* begin Passage given *
State of Indiana v. Adrian Lotaki
32S01-1403-CR-151
Criminal. Reverses sentencing order, holding the trial court erred in calculating credit time for a battery committed while Adrian Lotaki was serving a sentence in the Department of Correction. Because sentences for crimes committed in prison are by statute served consecutively, the credit time awarded against the battery conviction effectively enabled Lotaki to serve part of his consecutive sentence concurrently. Remands for resentencing.

In re Adoption of T.L. and T.L.; M.G. v. R.J. and E.J.
02S03-1308-AD-528
Adoption. Affirms trial court adoption petition, holding that it was not clearly erroneous. Father’s consent was not needed because the trial court found he knowingly failed to provide for the care and support of his children, and in such cases statute provides the parent’s consent is not required.

Indiana Court of Appeals
Michael E. Hitchens v. Collection Specialists, Inc.
48A05-1306-SC-302
Small claims. Affirms judgment in favor of Collection Specialists, Inc. for an uncollected dental bill of $3,440, rejecting Michael Hitchens’ claim that the dentist’s letter stating Hitchens had never expressed displeasure about the services was improperly admitted hearsay. The panel found Hitchens’ due process had not been denied and that rewriting the Small Claims Rules to forbid rulings based exclusively on hearsay evidence would be contrary to the courts’ mission to dispense speedy justice between parties.

Robert E. Hicks v. State of Indiana
82A01-1306-CR-256
Criminal. Affirms Hicks’ conviction of murder and 55-year sentence in the Indiana Department of Correction. Although police officers had started questioning Hicks, they stopped the interrogation and gave him a Miranda warning before he confessed. Therefore, the statements he made about beating and stabbing his girlfriend were admissible.

In the Matter of the Involuntary Termination of the Parent-Child Relationship of B.P., C.P., and D.P., the minor children, and A.H., the Mother, and J.P., the Father: A.H. and J.P. v. IDCS (NFP)
89A04-1310-JT-525
Juvenile. Affirms involuntary termination of A.H.’s (mother) and J.P.’s (father) parental rights to their children, B.P., C.P. and D.P.

Fidelity and Deposit Co. of Maryland v. Sheet Metal Workers' International Association Local Union No. 20, Sheet Metal Workers Local No. 20 Welfare and Benefit Fund, et al. (NFP)
03A01-1309-PL-380
Civil plenary. Affirms summary judgment in favor of the Sheet Metal Workers’ International Association Local Union No. 20, et al. Concludes the union may properly make claims for payment of unpaid fringe benefit contributions and remitted wages for dues under the public works payment bond.
* end Passage given *
* begin Record list *
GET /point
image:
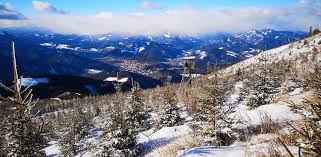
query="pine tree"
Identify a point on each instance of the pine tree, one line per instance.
(262, 85)
(309, 138)
(137, 116)
(76, 128)
(126, 126)
(213, 111)
(23, 138)
(169, 112)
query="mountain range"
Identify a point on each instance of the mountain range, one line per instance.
(143, 57)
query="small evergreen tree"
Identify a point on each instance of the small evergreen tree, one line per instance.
(169, 113)
(76, 127)
(262, 86)
(213, 111)
(126, 126)
(137, 116)
(309, 134)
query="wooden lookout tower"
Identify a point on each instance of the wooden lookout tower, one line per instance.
(189, 64)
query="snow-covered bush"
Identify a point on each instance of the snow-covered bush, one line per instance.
(309, 134)
(213, 112)
(169, 111)
(126, 125)
(76, 126)
(262, 86)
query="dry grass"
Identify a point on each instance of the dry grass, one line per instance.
(282, 98)
(180, 144)
(268, 126)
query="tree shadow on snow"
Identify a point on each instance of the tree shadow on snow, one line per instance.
(154, 144)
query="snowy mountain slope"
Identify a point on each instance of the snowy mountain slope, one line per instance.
(292, 51)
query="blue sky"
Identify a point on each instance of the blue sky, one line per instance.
(85, 7)
(159, 16)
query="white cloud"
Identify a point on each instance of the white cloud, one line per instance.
(186, 20)
(7, 12)
(45, 6)
(150, 5)
(104, 15)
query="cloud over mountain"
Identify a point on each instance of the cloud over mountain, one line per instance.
* end Record list *
» **Things to do**
a) Answer these from the case summaries:
(i) How much was the uncollected dental bill in the case against Michael Hitchens?
(ii) How long was the sentence Robert E. Hicks received?
(iii) In the T.L. adoption case, why was the father's consent not needed?
b) Print the case summaries, beginning at the words "In the Matter" and stopping after "C.P. and D.P.".

» **Expected outputs**
a)
(i) $3,440.
(ii) 55 years.
(iii) The trial court found that he knowingly failed to provide for the care and support of his children.

b)
In the Matter of the Involuntary Termination of the Parent-Child Relationship of B.P., C.P., and D.P., the minor children, and A.H., the Mother, and J.P., the Father: A.H. and J.P. v. IDCS (NFP)
89A04-1310-JT-525
Juvenile. Affirms involuntary termination of A.H.’s (mother) and J.P.’s (father) parental rights to their children, B.P., C.P. and D.P.